It had been some time since last I visited Mount Vernon. During my recent trip back to visit my wife's family, we made an excursion over to see the newly updated Mount Vernon Visitor's complex.

A while back, the Mount Vernon Ladies' Association had spent a good deal of time and effort updating the shops that flanked the entrance to the estate. They did this while retaining the Colonial feel of the Mount Vernon Inn and created a pleasant mix of the modern and the historical.

Since that time, they have spent a great deal of time and effort building a magnificent new annex and entrance to the estate. Entering one is exposed to a wonderful statue of the Washington Family--George, Martha, Martha Custis, and John Parke Custis (Martha's daughter and son by a previous marriage). (I must admit these last two identifications are speculative because in later life the couple raised at least one, and I think two grandchildren.)


In this wing one can watch a brief film that traces some of the high points in the life of George Washington--Fort Necessity, the Death of General Braddock, etc.

What is most wonderful of all about this, is that the new wing was build without any obvious intrusion upon the estate itself. What was once a lengthy gravel road walk is now an entrance through the visitor's center and from the grounds the center is not visible.

In addition to the new visitor's center, the estate has added two small buildings that represent the living conditions of the slave workers on the plantation. Over time awareness and acknowledgment of Slave life at Mount Vernon has increased and so has the willingness to own up to this problematic situation.

One final and truly magnificent addition to the grounds is a small museum complex that features something like 12-15 audio-visual presentations of different lengths on different aspects of George Washington's life and life at Mount Vernon. Among these are four short clips about slavery, a short clip about George Washington and Religion. As short film about the relationship of George and Martha Washington, some information about George Washington's Spy network, and a nicely realized account of George Washington as military leader, from the debacle of Fort Necessity, to the triumph at Yorktown that secured for us our initial independence.

◆ **Work instructions**:
1/ In the Mount Vernon piece, copy word for word the part that opens with "A while back, the" and closes with "think two grandchildren.)".
2/ In the Mount Vernon piece, how many small buildings did the estate add to show the living conditions of the slave workers?

◆ **Information supplied**:
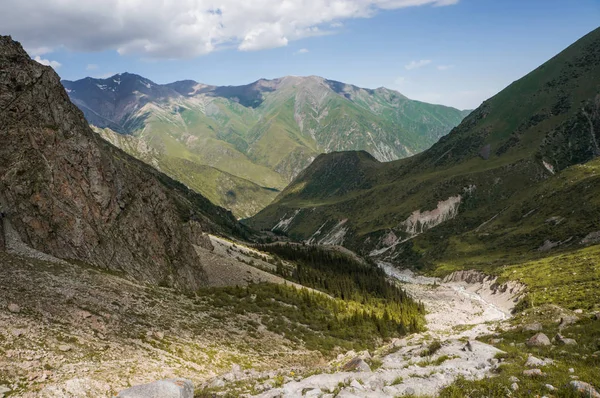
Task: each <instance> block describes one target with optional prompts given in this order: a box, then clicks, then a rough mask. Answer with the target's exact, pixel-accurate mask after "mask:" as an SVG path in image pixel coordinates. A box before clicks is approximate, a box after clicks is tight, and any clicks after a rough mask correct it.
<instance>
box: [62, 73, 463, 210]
mask: <svg viewBox="0 0 600 398" xmlns="http://www.w3.org/2000/svg"><path fill="white" fill-rule="evenodd" d="M62 83H63V85H64V86H65V88H66V89H67V92H68V93H69V96H70V97H71V99H72V101H73V102H74V103H75V104H76V105H77V106H78V107H79V108H80V109H81V110H82V111H83V112H84V114H85V116H86V118H87V119H88V121H89V122H90V124H92V125H94V126H97V127H98V128H101V129H105V128H109V129H111V130H113V131H115V132H117V133H119V134H122V135H127V136H133V137H135V138H137V139H138V140H139V141H141V142H142V143H143V144H142V145H144V146H146V147H148V148H149V149H152V150H153V151H154V152H155V153H156V155H155V157H156V159H157V160H160V163H162V165H158V164H156V165H155V166H158V167H159V168H160V170H162V171H164V172H165V173H167V174H168V175H170V176H171V177H174V178H176V179H179V178H180V176H182V175H186V176H188V177H189V178H188V179H187V181H185V183H186V184H188V181H189V180H195V181H196V183H195V184H192V185H190V184H188V185H189V186H190V187H192V188H193V189H196V190H198V191H199V192H202V193H203V194H206V195H208V196H210V197H211V199H213V200H214V202H215V203H217V204H219V205H222V206H225V207H227V208H230V209H231V210H232V211H233V212H234V214H236V215H237V216H238V217H247V216H250V215H253V214H255V213H256V212H257V211H258V210H260V209H262V208H264V206H266V205H267V204H268V203H270V201H271V200H272V199H273V198H274V197H275V194H274V192H275V191H277V190H281V189H283V188H284V187H285V186H286V185H287V184H288V183H289V182H290V181H291V180H292V179H293V178H294V177H295V176H296V175H297V174H298V173H299V172H300V171H302V170H303V169H304V168H305V167H306V166H308V165H309V164H310V162H311V161H312V160H313V159H314V158H315V157H316V156H318V155H319V154H321V153H327V152H332V151H340V150H366V151H368V152H369V153H371V154H373V156H375V157H376V158H377V159H379V160H381V161H390V160H395V159H399V158H403V157H406V156H410V155H412V154H415V153H418V152H420V151H422V150H424V149H427V148H428V147H429V146H431V145H432V144H433V143H434V142H435V141H437V140H438V139H439V138H440V137H441V136H443V135H445V134H447V133H448V132H449V131H450V130H451V129H452V128H453V127H455V126H456V125H458V123H460V121H461V120H462V119H463V117H464V116H465V115H466V114H467V113H468V112H466V111H459V110H457V109H454V108H449V107H445V106H440V105H431V104H426V103H422V102H419V101H412V100H410V99H408V98H406V97H405V96H403V95H402V94H400V93H398V92H396V91H393V90H389V89H385V88H379V89H376V90H370V89H363V88H359V87H356V86H353V85H349V84H345V83H341V82H336V81H331V80H327V79H324V78H321V77H317V76H309V77H297V76H287V77H283V78H280V79H274V80H265V79H261V80H258V81H256V82H254V83H252V84H248V85H245V86H226V87H217V86H209V85H205V84H200V83H197V82H195V81H191V80H186V81H179V82H175V83H171V84H166V85H160V84H156V83H154V82H152V81H150V80H148V79H146V78H144V77H142V76H138V75H134V74H130V73H122V74H118V75H115V76H112V77H110V78H107V79H93V78H85V79H82V80H78V81H63V82H62ZM111 142H114V143H116V144H119V143H121V141H120V140H113V141H111ZM122 148H123V149H124V150H126V151H128V152H129V153H130V154H131V155H133V156H136V157H140V154H139V153H138V152H136V151H135V150H133V151H132V150H131V147H130V146H127V145H125V146H123V147H122ZM140 158H142V159H143V154H142V156H141V157H140ZM167 164H169V167H166V165H167ZM191 164H194V165H196V166H198V165H200V166H210V167H211V168H212V169H211V171H212V173H213V174H214V173H218V172H223V173H225V174H224V175H223V174H220V175H219V178H226V179H229V180H230V181H233V178H232V176H233V177H238V178H241V179H243V180H244V182H243V183H242V186H244V185H245V186H247V185H248V182H250V183H252V184H255V186H254V187H253V188H252V191H253V193H252V194H251V195H244V194H241V195H238V196H237V200H236V201H233V202H232V200H231V197H230V195H229V196H228V194H227V192H225V193H224V192H218V191H216V190H215V189H214V183H211V182H210V181H209V180H210V179H209V178H207V176H206V175H204V174H203V171H205V170H206V168H205V167H201V168H198V167H190V166H191ZM232 186H237V185H236V183H233V184H232ZM265 188H266V189H265ZM240 189H241V190H242V191H247V189H246V188H243V187H241V188H240ZM233 191H236V190H235V189H234V190H233Z"/></svg>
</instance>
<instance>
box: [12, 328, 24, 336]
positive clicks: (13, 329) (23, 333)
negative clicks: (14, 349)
mask: <svg viewBox="0 0 600 398" xmlns="http://www.w3.org/2000/svg"><path fill="white" fill-rule="evenodd" d="M12 333H13V336H15V337H21V336H23V335H24V334H25V331H24V330H23V329H13V330H12Z"/></svg>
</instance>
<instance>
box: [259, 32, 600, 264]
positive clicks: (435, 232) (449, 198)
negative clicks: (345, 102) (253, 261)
mask: <svg viewBox="0 0 600 398" xmlns="http://www.w3.org/2000/svg"><path fill="white" fill-rule="evenodd" d="M599 93H600V29H598V30H595V31H593V32H591V33H590V34H588V35H587V36H585V37H583V38H582V39H580V40H579V41H577V42H576V43H575V44H573V45H572V46H570V47H569V48H567V49H566V50H564V51H563V52H561V53H560V54H558V55H557V56H555V57H554V58H552V59H551V60H549V61H548V62H546V63H545V64H543V65H542V66H540V67H539V68H537V69H536V70H534V71H532V72H531V73H530V74H528V75H527V76H525V77H523V78H522V79H520V80H518V81H516V82H514V83H513V84H511V85H510V86H509V87H507V88H506V89H505V90H503V91H502V92H500V93H499V94H497V95H496V96H494V97H493V98H490V99H489V100H487V101H485V102H484V103H483V104H482V106H481V107H479V108H478V109H477V110H475V111H474V112H472V113H471V114H470V115H469V116H468V117H466V119H465V120H464V121H463V122H462V123H461V124H460V125H459V126H458V127H456V128H455V129H453V130H452V132H451V133H450V134H449V135H447V136H444V137H442V138H441V139H440V140H439V142H438V143H436V144H435V145H433V147H431V148H430V149H428V150H426V151H425V152H423V153H421V154H419V155H416V156H413V157H411V158H408V159H402V160H398V161H394V162H390V163H381V162H380V161H379V160H377V159H376V158H374V157H372V156H370V155H368V154H367V153H365V152H340V153H332V154H327V155H321V156H319V157H317V158H316V159H315V161H314V162H313V163H312V164H311V166H310V167H308V168H307V169H305V170H304V171H303V172H302V173H300V174H299V175H298V177H297V178H296V179H295V180H294V182H293V183H292V184H290V185H289V186H288V187H287V188H286V189H285V190H284V191H283V192H282V193H281V194H280V195H279V196H278V197H277V199H276V200H275V202H274V203H273V204H271V205H270V206H268V207H267V208H266V209H264V210H263V211H261V212H260V213H258V214H257V215H256V216H255V217H253V218H252V219H250V220H249V223H250V225H252V226H254V227H257V228H260V229H268V230H273V231H279V232H280V233H285V234H287V235H289V236H290V237H293V238H296V239H302V240H308V241H310V242H317V243H327V244H343V245H344V246H347V247H349V248H353V249H356V250H358V251H360V252H361V253H363V254H365V255H366V254H370V255H371V256H374V257H378V258H380V259H387V260H389V261H392V262H395V263H402V264H406V265H409V266H413V267H414V266H418V267H432V268H435V269H437V270H439V271H440V272H444V270H445V271H446V272H447V271H448V270H452V269H456V268H463V267H469V266H473V265H474V264H476V265H477V266H478V267H484V268H485V267H488V266H490V265H494V264H507V262H511V261H514V262H521V261H524V259H525V258H531V257H534V258H537V257H539V256H541V257H543V256H546V255H548V254H549V253H554V252H556V251H558V252H561V250H567V251H568V250H579V249H581V248H583V247H585V246H586V245H589V244H593V243H597V242H599V241H600V240H599V239H598V236H599V235H600V234H599V233H598V232H596V231H599V230H600V223H599V221H598V217H597V215H598V213H599V212H600V202H598V200H597V197H598V192H600V175H599V174H598V171H600V170H599V167H600V160H598V159H597V156H598V154H600V152H599V151H598V143H597V142H598V140H599V139H600V95H599ZM523 256H525V257H523Z"/></svg>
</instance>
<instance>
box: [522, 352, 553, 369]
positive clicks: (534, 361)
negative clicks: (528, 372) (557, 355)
mask: <svg viewBox="0 0 600 398" xmlns="http://www.w3.org/2000/svg"><path fill="white" fill-rule="evenodd" d="M553 363H554V361H553V360H551V359H539V358H536V357H534V356H533V355H531V356H530V357H529V358H527V362H525V366H527V367H530V368H534V367H538V366H548V365H552V364H553Z"/></svg>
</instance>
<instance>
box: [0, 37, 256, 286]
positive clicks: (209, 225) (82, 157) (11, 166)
mask: <svg viewBox="0 0 600 398" xmlns="http://www.w3.org/2000/svg"><path fill="white" fill-rule="evenodd" d="M162 90H166V89H163V88H160V89H159V90H158V91H159V92H163V91H162ZM0 120H2V123H1V124H0V138H1V140H2V146H1V147H0V207H1V212H2V213H1V214H2V220H1V221H2V222H1V223H0V227H1V228H0V236H2V237H3V238H4V239H3V241H2V242H1V243H2V247H0V249H6V250H8V251H15V250H16V249H17V248H19V247H21V246H28V247H29V248H30V249H31V250H38V251H39V252H43V253H46V254H48V255H51V256H54V257H56V258H59V259H68V260H79V261H82V262H85V263H87V264H92V265H95V266H98V267H102V268H105V269H109V270H113V271H118V272H123V273H124V274H126V275H128V276H130V277H132V278H134V279H136V280H138V281H145V282H151V283H155V284H164V285H169V286H175V287H178V288H181V289H185V290H196V289H198V288H199V287H201V286H203V285H204V284H205V282H206V274H205V272H204V270H203V267H202V262H201V261H200V258H199V256H198V255H197V253H196V247H201V248H206V249H210V248H211V247H212V246H211V243H210V240H209V239H208V238H207V237H206V235H205V233H207V232H212V233H220V234H226V235H231V236H242V235H244V234H245V233H246V231H245V229H244V228H243V227H241V226H240V225H239V224H238V223H237V222H236V220H235V219H234V217H233V216H232V214H231V213H230V212H229V211H227V210H225V209H223V208H220V207H217V206H215V205H213V204H212V203H211V202H210V201H209V200H207V199H206V198H205V197H203V196H201V195H199V194H197V193H194V192H193V191H191V190H190V189H188V188H186V187H185V186H184V185H182V184H181V183H179V182H176V181H174V180H172V179H171V178H169V177H167V176H166V175H164V174H162V173H160V172H157V171H156V170H154V169H153V168H152V167H150V166H148V165H146V164H144V163H143V162H141V161H138V160H136V159H134V158H133V157H131V156H129V155H127V154H126V153H124V152H123V151H121V150H120V149H117V148H116V147H114V146H113V145H111V144H109V143H108V142H107V141H105V140H103V139H102V138H101V137H100V136H99V135H98V134H96V133H94V132H93V131H92V130H91V128H90V127H89V125H88V123H87V121H86V120H85V118H84V116H83V113H82V112H81V111H80V110H79V109H77V107H76V106H75V105H73V104H72V103H71V102H70V100H69V97H68V95H67V93H66V91H65V89H64V88H63V87H62V86H61V83H60V79H59V77H58V75H57V74H56V73H55V72H54V71H53V69H52V68H50V67H46V66H43V65H41V64H39V63H37V62H35V61H33V60H31V59H30V58H29V56H28V55H27V53H26V52H25V51H24V50H23V48H22V47H21V45H20V44H19V43H17V42H14V41H12V40H11V38H10V37H7V36H1V37H0Z"/></svg>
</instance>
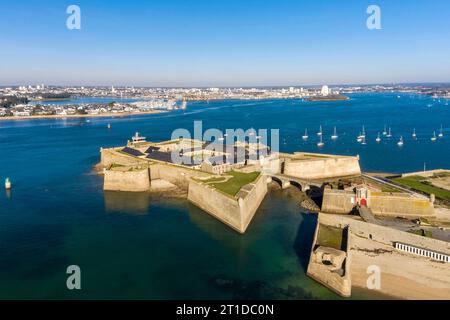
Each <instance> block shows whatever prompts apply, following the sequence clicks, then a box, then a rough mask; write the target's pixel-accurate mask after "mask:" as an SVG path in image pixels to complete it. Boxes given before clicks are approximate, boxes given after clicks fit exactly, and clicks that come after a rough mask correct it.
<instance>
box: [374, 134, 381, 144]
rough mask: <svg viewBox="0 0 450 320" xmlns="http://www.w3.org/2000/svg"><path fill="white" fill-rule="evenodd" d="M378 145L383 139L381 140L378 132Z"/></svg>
mask: <svg viewBox="0 0 450 320" xmlns="http://www.w3.org/2000/svg"><path fill="white" fill-rule="evenodd" d="M375 141H376V142H377V143H380V142H381V138H380V133H379V132H378V136H377V138H376V140H375Z"/></svg>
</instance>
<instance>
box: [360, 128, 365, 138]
mask: <svg viewBox="0 0 450 320" xmlns="http://www.w3.org/2000/svg"><path fill="white" fill-rule="evenodd" d="M365 137H366V128H364V126H363V132H362V134H361V138H365Z"/></svg>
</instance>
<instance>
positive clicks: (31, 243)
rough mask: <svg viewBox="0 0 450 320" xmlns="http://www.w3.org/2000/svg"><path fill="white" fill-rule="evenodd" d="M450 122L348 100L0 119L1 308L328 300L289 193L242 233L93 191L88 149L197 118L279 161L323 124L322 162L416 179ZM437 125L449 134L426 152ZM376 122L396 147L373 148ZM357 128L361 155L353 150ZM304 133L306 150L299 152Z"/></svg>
mask: <svg viewBox="0 0 450 320" xmlns="http://www.w3.org/2000/svg"><path fill="white" fill-rule="evenodd" d="M449 116H450V108H449V107H448V106H446V105H445V101H441V102H438V101H433V99H431V98H429V97H422V96H417V95H401V98H400V99H397V94H358V95H353V96H352V100H350V101H344V102H324V103H312V102H302V101H294V100H292V101H291V100H288V101H285V100H271V101H256V102H255V101H216V102H210V103H209V104H208V103H206V102H197V103H190V104H189V105H188V109H187V110H185V111H174V112H172V113H166V114H156V115H145V116H144V115H142V116H134V117H127V118H120V119H119V118H117V119H112V118H92V119H90V120H89V121H88V119H68V120H61V119H59V120H57V119H52V120H23V121H1V122H0V178H2V179H4V178H6V177H10V178H11V181H12V183H13V189H12V191H11V192H10V193H6V192H5V191H3V192H2V194H0V298H3V299H5V298H26V299H37V298H43V299H46V298H86V299H97V298H113V299H118V298H126V299H128V298H139V299H146V298H151V299H177V298H178V299H188V298H189V299H197V298H206V299H213V298H269V299H270V298H282V299H286V298H294V299H303V298H306V299H335V298H337V297H336V295H334V294H333V293H331V292H330V291H328V290H327V289H325V288H323V287H322V286H320V285H318V284H317V283H315V282H314V281H312V280H311V279H309V278H308V277H306V275H305V263H306V259H307V256H308V254H309V251H308V250H309V248H310V241H311V240H310V239H311V237H312V234H313V231H314V226H315V220H314V216H311V215H305V214H303V213H302V212H301V210H300V209H299V207H298V205H297V202H296V201H295V200H294V199H293V198H290V197H289V195H287V194H286V193H283V192H281V191H273V192H271V193H270V194H269V195H268V196H267V197H266V199H265V200H264V202H263V204H262V206H261V208H260V210H259V211H258V212H257V214H256V216H255V219H254V220H253V222H252V224H251V226H250V228H249V230H248V232H247V233H246V234H245V235H243V236H242V235H238V234H236V233H235V232H233V231H231V230H230V229H228V228H227V227H225V226H224V225H223V224H221V223H219V222H218V221H216V220H215V219H213V218H211V217H210V216H209V215H207V214H205V213H203V212H202V211H201V210H199V209H198V208H196V207H194V206H193V205H191V204H189V203H188V202H187V201H185V200H182V199H167V198H161V197H157V196H151V195H148V194H121V193H104V192H103V191H102V178H101V177H99V176H97V175H96V174H95V173H94V172H93V171H92V167H93V165H95V164H96V163H98V161H99V148H100V147H111V146H120V145H123V144H124V143H125V141H126V140H127V139H128V138H129V137H131V135H132V134H133V133H134V132H135V131H139V132H141V133H142V135H145V136H147V137H148V138H149V139H151V140H155V141H158V140H166V139H169V138H170V134H171V132H172V130H174V129H176V128H187V129H192V128H193V121H194V120H203V126H204V128H205V129H206V128H219V129H228V128H245V129H248V128H250V127H254V128H256V129H258V128H280V130H281V139H282V141H281V150H282V151H287V152H292V151H298V150H304V151H313V152H317V151H319V150H318V149H317V146H316V137H315V136H314V134H313V133H315V132H316V131H317V130H318V127H319V125H322V126H323V127H324V131H325V133H324V137H325V143H326V144H325V147H324V148H323V149H322V150H321V151H320V152H324V153H340V154H351V155H354V154H359V155H360V156H361V164H362V167H363V169H364V170H367V171H387V172H404V171H416V170H421V169H423V164H424V162H426V163H427V168H429V169H432V168H441V167H445V168H448V167H449V163H450V161H449V160H450V139H449V138H448V137H447V135H450V130H449V126H450V124H449V123H448V119H450V117H449ZM108 123H111V125H112V129H111V130H108V129H107V124H108ZM441 123H442V124H443V126H444V129H445V130H444V134H445V135H446V136H444V138H443V139H439V140H438V141H437V142H436V143H431V141H430V139H429V138H430V136H431V134H432V132H433V130H438V129H439V128H440V126H441ZM384 124H387V125H390V126H391V127H392V131H393V134H394V138H392V139H391V140H390V141H383V142H382V143H380V144H376V143H375V141H374V140H375V138H376V134H377V132H378V131H382V129H383V126H384ZM362 125H365V127H366V131H367V135H368V141H367V142H368V144H367V145H366V146H362V145H359V144H358V143H356V141H355V139H356V136H357V135H358V133H359V131H360V128H361V126H362ZM334 126H337V129H338V133H339V135H340V138H339V139H338V141H336V142H332V141H331V139H330V138H329V136H331V134H332V128H333V127H334ZM305 127H308V128H309V130H310V135H311V140H310V141H309V142H303V141H301V136H302V134H303V132H304V129H305ZM414 127H416V128H417V133H418V135H419V139H418V141H412V139H411V138H410V137H411V133H412V130H413V128H414ZM400 135H403V136H404V139H405V145H404V147H403V148H399V147H398V146H397V144H396V142H397V141H398V137H399V136H400ZM2 181H3V180H2ZM72 264H76V265H79V266H80V268H81V271H82V290H81V291H77V292H71V291H68V290H67V289H66V286H65V283H66V276H67V275H66V273H65V270H66V268H67V266H69V265H72ZM355 297H356V298H365V297H374V296H373V295H370V294H368V293H366V292H357V293H356V296H355Z"/></svg>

◆ **Task responses**:
1/
A while back, the Mount Vernon Ladies' Association had spent a good deal of time and effort updating the shops that flanked the entrance to the estate. They did this while retaining the Colonial feel of the Mount Vernon Inn and created a pleasant mix of the modern and the historical.

Since that time, they have spent a great deal of time and effort building a magnificent new annex and entrance to the estate. Entering one is exposed to a wonderful statue of the Washington Family--George, Martha, Martha Custis, and John Parke Custis (Martha's daughter and son by a previous marriage). (I must admit these last two identifications are speculative because in later life the couple raised at least one, and I think two grandchildren.)

2/ Two.